依頼内容:
**a)** kintoneプラグインの抜粋によると、トークンはどこで設定しますか?
**b)** kintoneプラグインの抜粋のうち、「もしこれと同様の処理をkin」から「ビスを連携してみてください!」までを一字一句そのまま書き写してください。

本文抜粋:
__________________________________________________

アプリ、プラグイン、HTTPメソッド、APIのURLが一致しているため、先ほどヘッダーに登録したトークンの情報が読み込まれ、実行に成功しています。
desktop.js
のコードの内容はブラウザーからも確認できます。
しかし、コードを見ていただければ分かるように、トークンなどの重要な情報はdesktop.js
には一切記載しておらず、アプリの管理者のみが閲覧できるプラグイン設定画面でトークンを設定します。
もしこれと同様の処理をkintoneカスタマイズで行う場合、kintone.proxy()
を用いて行えるのですが、次のようにリクエストヘッダーにトークンの情報を載せる必要があるため、ブラウザー上から情報が確認できてしまいます。
これでは情報を隠しつつ安全に運用できているとはいえません。
まとめ
このように、kintoneプラグインとkintoneプラグインJavaScript APIを用いれば、重要な情報を隠しつつさまざまな外部サービスと連携できます。
今回の検証ではSlackを用いましたが、その他Google各種サービスなどさまざまな外部サービスとも連携可能なので、ぜひいろいろなサービスを連携してみてください!
このTipsは、2025年8月版kintoneで動作を確認しています。

__________________________________________________

提供情報:

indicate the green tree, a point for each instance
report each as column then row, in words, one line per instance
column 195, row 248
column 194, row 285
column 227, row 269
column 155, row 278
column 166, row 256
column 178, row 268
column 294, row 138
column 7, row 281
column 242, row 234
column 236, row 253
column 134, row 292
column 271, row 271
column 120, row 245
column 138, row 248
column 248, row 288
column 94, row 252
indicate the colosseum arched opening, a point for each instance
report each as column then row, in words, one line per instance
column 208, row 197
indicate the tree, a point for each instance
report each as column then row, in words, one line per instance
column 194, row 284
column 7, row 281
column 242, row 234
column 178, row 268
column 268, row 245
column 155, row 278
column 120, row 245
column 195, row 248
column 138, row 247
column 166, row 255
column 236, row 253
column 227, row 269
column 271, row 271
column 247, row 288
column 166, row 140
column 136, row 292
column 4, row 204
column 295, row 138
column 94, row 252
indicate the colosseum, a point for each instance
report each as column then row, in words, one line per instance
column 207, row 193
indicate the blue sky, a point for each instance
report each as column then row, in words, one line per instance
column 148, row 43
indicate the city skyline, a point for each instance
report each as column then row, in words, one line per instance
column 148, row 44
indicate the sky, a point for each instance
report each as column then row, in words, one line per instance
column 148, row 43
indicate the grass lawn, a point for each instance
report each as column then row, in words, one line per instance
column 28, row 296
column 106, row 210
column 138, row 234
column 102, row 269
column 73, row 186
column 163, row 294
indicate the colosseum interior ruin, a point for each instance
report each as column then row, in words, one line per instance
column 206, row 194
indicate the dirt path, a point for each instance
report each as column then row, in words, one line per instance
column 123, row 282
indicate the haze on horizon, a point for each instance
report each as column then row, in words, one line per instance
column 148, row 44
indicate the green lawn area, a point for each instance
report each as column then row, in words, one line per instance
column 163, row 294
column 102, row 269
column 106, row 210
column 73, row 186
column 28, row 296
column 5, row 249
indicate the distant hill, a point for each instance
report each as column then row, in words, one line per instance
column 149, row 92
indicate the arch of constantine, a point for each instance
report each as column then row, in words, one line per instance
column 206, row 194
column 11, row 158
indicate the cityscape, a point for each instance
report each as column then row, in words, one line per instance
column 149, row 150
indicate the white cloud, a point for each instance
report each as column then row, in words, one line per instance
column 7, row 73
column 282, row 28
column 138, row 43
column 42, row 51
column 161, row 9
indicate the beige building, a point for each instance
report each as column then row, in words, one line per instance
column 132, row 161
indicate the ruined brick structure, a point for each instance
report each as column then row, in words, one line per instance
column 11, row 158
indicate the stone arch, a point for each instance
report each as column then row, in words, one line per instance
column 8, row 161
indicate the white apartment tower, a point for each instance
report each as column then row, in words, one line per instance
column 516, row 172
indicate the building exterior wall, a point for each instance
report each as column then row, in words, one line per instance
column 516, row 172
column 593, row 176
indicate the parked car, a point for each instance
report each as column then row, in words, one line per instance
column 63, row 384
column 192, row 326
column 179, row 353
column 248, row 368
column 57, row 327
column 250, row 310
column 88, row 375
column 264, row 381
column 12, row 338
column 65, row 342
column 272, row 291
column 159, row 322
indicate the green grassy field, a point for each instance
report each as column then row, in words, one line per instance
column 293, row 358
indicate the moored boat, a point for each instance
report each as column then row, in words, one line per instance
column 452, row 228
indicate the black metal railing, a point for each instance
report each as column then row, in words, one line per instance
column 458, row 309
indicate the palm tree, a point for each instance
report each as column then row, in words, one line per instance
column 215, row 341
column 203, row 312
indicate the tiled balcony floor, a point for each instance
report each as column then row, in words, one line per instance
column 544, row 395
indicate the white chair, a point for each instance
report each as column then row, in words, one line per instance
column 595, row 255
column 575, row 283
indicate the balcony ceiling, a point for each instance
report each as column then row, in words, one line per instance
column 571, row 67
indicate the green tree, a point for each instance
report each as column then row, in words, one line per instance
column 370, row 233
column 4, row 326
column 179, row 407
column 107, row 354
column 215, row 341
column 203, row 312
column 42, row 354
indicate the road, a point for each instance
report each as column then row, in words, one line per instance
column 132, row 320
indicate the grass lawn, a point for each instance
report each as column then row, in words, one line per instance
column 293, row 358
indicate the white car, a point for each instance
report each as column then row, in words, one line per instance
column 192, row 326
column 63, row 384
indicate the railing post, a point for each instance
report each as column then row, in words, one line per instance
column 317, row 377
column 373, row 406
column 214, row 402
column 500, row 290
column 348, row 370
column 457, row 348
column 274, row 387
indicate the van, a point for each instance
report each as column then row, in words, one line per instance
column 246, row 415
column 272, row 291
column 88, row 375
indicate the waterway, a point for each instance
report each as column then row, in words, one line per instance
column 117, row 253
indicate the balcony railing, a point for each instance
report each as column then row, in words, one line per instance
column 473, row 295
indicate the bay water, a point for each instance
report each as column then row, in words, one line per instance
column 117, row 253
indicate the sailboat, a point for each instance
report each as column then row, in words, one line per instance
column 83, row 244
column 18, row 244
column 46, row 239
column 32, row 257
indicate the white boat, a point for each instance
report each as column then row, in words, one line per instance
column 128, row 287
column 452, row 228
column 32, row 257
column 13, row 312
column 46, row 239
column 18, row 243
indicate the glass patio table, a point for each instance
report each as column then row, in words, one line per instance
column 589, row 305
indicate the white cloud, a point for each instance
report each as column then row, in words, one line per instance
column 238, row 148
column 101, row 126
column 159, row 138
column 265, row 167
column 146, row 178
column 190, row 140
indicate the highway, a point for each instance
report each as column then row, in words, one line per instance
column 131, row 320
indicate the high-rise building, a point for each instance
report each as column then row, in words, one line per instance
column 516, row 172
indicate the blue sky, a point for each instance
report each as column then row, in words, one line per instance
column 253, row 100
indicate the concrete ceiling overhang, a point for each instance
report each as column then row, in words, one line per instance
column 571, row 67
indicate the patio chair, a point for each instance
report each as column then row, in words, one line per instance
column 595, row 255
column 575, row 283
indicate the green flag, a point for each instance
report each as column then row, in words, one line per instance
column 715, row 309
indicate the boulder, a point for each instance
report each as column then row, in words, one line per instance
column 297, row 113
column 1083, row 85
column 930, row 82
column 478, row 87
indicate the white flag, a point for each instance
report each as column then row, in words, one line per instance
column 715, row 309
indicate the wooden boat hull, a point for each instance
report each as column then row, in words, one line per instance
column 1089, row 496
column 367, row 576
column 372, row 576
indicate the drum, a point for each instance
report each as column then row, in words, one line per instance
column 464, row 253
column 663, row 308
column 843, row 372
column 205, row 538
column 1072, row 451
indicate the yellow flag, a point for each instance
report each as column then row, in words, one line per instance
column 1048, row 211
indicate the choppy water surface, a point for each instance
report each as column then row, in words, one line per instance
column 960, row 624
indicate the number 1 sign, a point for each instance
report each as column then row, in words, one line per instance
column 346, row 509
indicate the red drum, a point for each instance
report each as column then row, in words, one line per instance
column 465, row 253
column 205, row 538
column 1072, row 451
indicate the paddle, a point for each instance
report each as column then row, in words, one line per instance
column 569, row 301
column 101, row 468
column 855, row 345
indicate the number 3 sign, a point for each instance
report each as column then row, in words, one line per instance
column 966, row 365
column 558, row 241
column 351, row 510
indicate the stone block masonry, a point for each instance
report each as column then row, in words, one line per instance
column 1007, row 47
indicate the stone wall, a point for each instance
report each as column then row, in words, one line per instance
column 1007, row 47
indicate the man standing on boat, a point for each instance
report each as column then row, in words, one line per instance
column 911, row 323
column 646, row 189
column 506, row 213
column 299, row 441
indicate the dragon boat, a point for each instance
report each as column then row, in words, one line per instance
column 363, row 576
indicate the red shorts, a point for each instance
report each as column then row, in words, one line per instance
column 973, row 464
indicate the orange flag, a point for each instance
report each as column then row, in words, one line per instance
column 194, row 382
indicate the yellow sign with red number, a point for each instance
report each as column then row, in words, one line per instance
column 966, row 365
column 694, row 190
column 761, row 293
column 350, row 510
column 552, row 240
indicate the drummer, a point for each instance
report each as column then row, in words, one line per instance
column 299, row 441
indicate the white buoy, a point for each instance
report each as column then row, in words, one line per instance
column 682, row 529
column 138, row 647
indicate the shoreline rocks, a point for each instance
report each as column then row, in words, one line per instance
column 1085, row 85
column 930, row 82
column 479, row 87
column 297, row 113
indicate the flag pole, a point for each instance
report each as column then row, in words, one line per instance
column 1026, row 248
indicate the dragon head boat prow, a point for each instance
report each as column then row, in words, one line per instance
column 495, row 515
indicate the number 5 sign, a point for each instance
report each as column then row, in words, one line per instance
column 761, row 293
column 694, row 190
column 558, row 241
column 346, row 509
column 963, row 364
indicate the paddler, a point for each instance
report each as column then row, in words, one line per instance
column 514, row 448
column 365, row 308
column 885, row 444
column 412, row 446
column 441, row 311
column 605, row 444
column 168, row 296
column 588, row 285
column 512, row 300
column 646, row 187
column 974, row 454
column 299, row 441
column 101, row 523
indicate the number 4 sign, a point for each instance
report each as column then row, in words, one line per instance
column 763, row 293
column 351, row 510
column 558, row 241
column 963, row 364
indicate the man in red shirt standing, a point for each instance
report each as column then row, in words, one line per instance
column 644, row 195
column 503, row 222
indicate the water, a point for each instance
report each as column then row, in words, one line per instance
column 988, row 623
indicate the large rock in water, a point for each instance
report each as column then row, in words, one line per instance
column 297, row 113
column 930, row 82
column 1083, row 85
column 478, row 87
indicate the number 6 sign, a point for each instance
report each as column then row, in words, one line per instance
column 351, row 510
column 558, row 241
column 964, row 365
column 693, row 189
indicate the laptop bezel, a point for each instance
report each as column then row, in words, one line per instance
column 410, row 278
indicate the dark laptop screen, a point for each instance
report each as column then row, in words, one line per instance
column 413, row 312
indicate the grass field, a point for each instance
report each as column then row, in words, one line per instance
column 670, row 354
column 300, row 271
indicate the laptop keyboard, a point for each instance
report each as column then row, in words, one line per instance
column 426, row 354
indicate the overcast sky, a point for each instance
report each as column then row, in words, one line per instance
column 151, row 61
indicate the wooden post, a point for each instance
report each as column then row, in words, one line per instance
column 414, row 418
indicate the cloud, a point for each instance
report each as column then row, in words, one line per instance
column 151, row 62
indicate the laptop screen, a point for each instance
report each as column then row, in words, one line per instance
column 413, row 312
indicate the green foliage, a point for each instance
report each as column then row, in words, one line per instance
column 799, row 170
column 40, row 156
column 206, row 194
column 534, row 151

__________________________________________________

回答:
**a)** アプリの管理者のみが閲覧できるプラグイン設定画面で設定します。

**b)**
もしこれと同様の処理をkintoneカスタマイズで行う場合、kintone.proxy()
を用いて行えるのですが、次のようにリクエストヘッダーにトークンの情報を載せる必要があるため、ブラウザー上から情報が確認できてしまいます。
これでは情報を隠しつつ安全に運用できているとはいえません。
まとめ
このように、kintoneプラグインとkintoneプラグインJavaScript APIを用いれば、重要な情報を隠しつつさまざまな外部サービスと連携できます。
今回の検証ではSlackを用いましたが、その他Google各種サービスなどさまざまな外部サービスとも連携可能なので、ぜひいろいろなサービスを連携してみてください!